**文档正文:**

===

72. Edit Distance

题目要求

Given two words word1 and word2, find the minimum number of steps required to convert word1 to word2. (each operation is counted as 1 step.)

You have the following 3 operations permitted on a word:

a) Insert a character
b) Delete a character
c) Replace a character

题目分析

动态规划

对于一个串a和串b，长度为i和j的子串，那么其最小编辑距离有以下两种情况：
1. a[i - 1] == b[j - 1]
2. a[i - 1] != b[j - 1]
情况一，最小编辑距离等于串a[:i - 1]和串b[ : j - 1]的编辑距离．
情况二，最小编辑距离为串a[:i-1]与串b[:j]，串a[:i]与串b[: j - 1]，串a[:i - 1]与串b[ : j - 1]．

优化

该动态规划计算第i层的时候，只依赖第i - 1层．

class Solution {
public:
  int minDistance(string word1, string word2) {
    vector<int> dp(word2.size() + 1);
    for (int i = 0; i <= word2.size(); ++i) {
      dp[i] = i;
    }
    for (int i = 1; i <= word1.size(); ++i) {
      int prev = dp[0];
      dp[0]++;
      for (int j = 1; j <= word2.size(); ++j) {
        int dp_store = dp[j];
        if (word1[i - 1] == word2[j - 1]) {
          dp[j] = prev;
        } else {
          dp[j] = std::min(std::min(dp[j], dp[j - 1]), prev) + 1;
        }
        prev = dp_store;
      }
    }
    return dp[word2.size()];
  }
};

===

**数据摘录:**
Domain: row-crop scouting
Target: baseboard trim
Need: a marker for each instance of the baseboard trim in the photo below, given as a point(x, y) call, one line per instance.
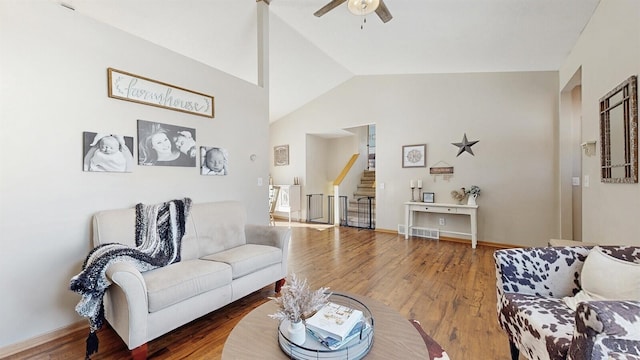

===

**练习任务:**
(a) 编辑距离题解用什么方法分析这道题？
(b) 请从编辑距离题解中原样摘录一段文字，从“72. Edit Distance”开始，到“as 1 step.)”为止，首尾两处都包括在内。
列表是独立的材料，与编辑距离题解无关。

**参考解答:**
(a) 动态规划。

(b)
72. Edit Distance

题目要求

Given two words word1 and word2, find the minimum number of steps required to convert word1 to word2. (each operation is counted as 1 step.)